* **Exercices à traiter**:
(1) Dans l'entretien sur l'Orchestre Pasdeloup, quels types d'instruments composent l'orchestre pour la version « Björk Orchestral » ?
(2) Reprenez l'entretien sur l'Orchestre Pasdeloup là où il s'interrompt et poursuivez-le.

* **Extrait**:

———

Après leur premier concert donné à la Seine musicale, nous voulions en savoir plus sur l’orchestre symphonique qui accompagne merveilleusement Björk sur scène. Interview croisée de l’Orchestre Pasdeloup avec (de gauche à droite) Arnaud Nuvolone, violon solo (et premier violon de l’Orchestre de l’Opéra national de Paris), Benoît Marin altiste soliste et de Marianne Rivière, violoniste et présidente de l’Orchestre.
bjork.fr : À l’occasion de ces deux représentations acoustiques à la Seine musicale, nous souhaiterions en savoir plus sur l’Orchestre Pasdeloup. Comment se compose-t-il pour cette version « Björk Orchestral ? »
Marianne Rivière : Il y a plus de 30 instruments à cordes, exclusivement violons, altos, violoncelles et contrebasses. C’est toute l’originalité de Björk dans la grande tradition du Divertimento de Bartok, des œuvres de Britten ou Tchaïkovski.
L’Orchestre Pasdeloup est habitué à jouer de grands répertoires classiques, des accompagnements de solistes lyriques ou de variétés, des musiques de ballet, des comédies musicales, et dans des effectifs variés. Comment s’est passé la relation avec le chef Bjarni Frímann Bjarnason. Est-ce un challenge pour vous, de devoir notamment s’adapter aussi rapidement ?

———

* **Matériel source**:
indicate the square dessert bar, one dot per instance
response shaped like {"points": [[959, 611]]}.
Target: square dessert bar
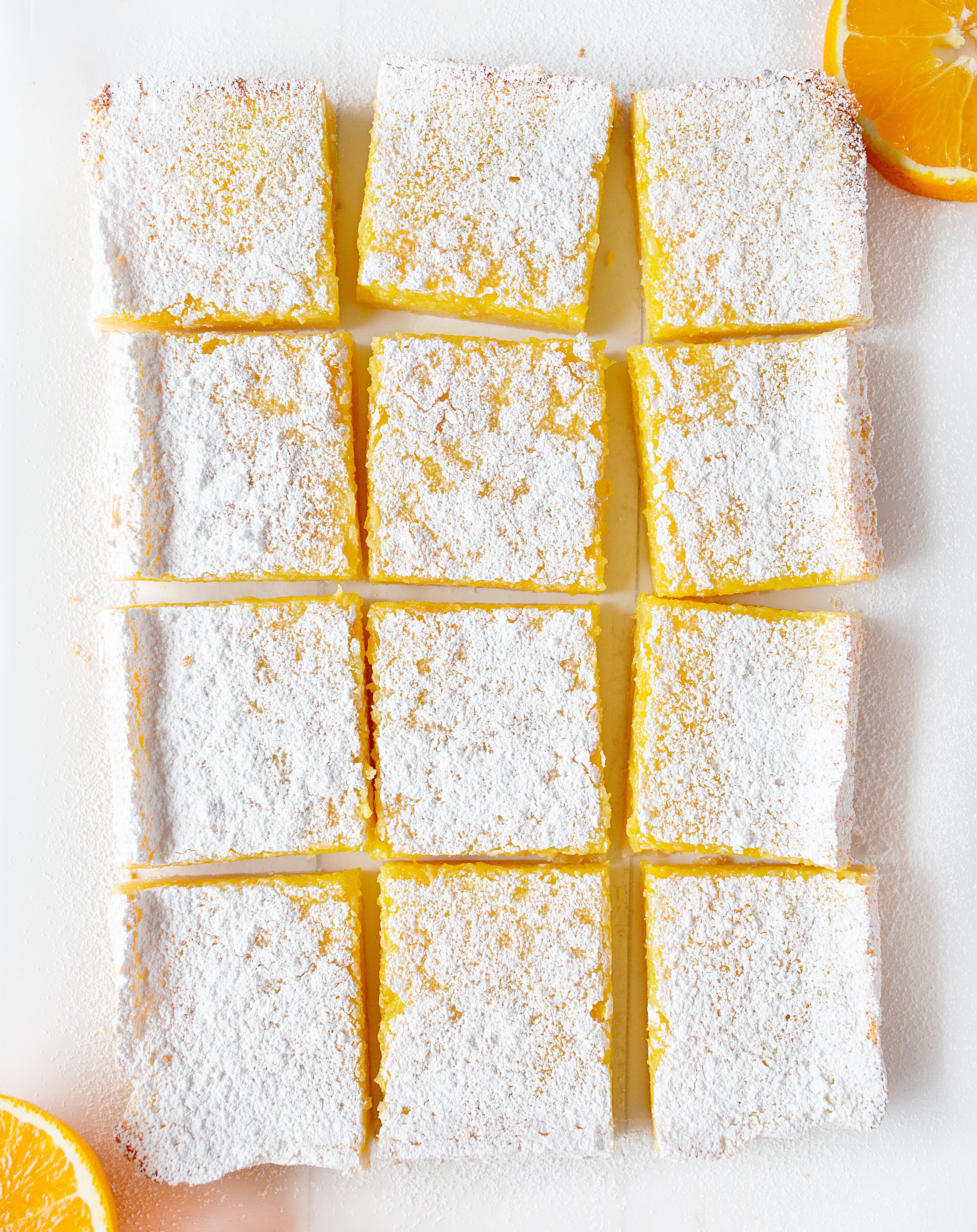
{"points": [[486, 463], [756, 464], [237, 729], [751, 206], [241, 1024], [483, 191], [496, 1012], [763, 1005], [233, 456], [743, 731], [212, 204], [487, 730]]}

———

* **Réponses attendues**:
(1) Uniquement des cordes : violons, altos, violoncelles et contrebasses.

(2)
Arnaud Nuvolone : Notre travail avec Bjarni Frímann Bjarnason s’est déroulé dans un climat de confiance mutuelle et d’échanges artistiques. Travail rendu facile par la qualité des scores et des partitions et par la souplesse musicale de l’Orchestre Pasdeloup.
Benoît Marin : La réussite du projet réside en grande partie dans le professionnalisme du chef d’orchestre qui sait transmettre efficacement ses directives. La partition, composée avec une indéniable maîtrise, est écrite exclusivement pour un grand ensemble de cordes, qui ne peut que nous ravir !
Marianne Rivière : Sans nos bois, cuivres et percussions, nous étions préparés à ce challenge, le résultat est magnifique ; nos solistes et le chef d’orchestre Bjarni Frímann Bjarnason ont merveilleusement bien travaillé avec cette composition originale de Björk. Entre les douceurs ineffables aux sons les plus intenses, nous avons tous été immédiatement pris dans cette atmosphère unique.
- à gauche Arnaud Nuvolone (violon solo) et à droite Benoît Marin (altiste soliste)
Comment s’est déroulé la collaboration avec Björk ? Est-ce la première fois que vous collaborez avec une artiste qui se situe au croisement entre la musique pop et le classique ?
Marianne Rivière : La collaboration fut toute naturelle, l’orchestre a toujours été au croisement de l’excellence et de la nouveauté, depuis Carmen avec Bizet en 1875 jusqu’à Björk en passant par Barry White.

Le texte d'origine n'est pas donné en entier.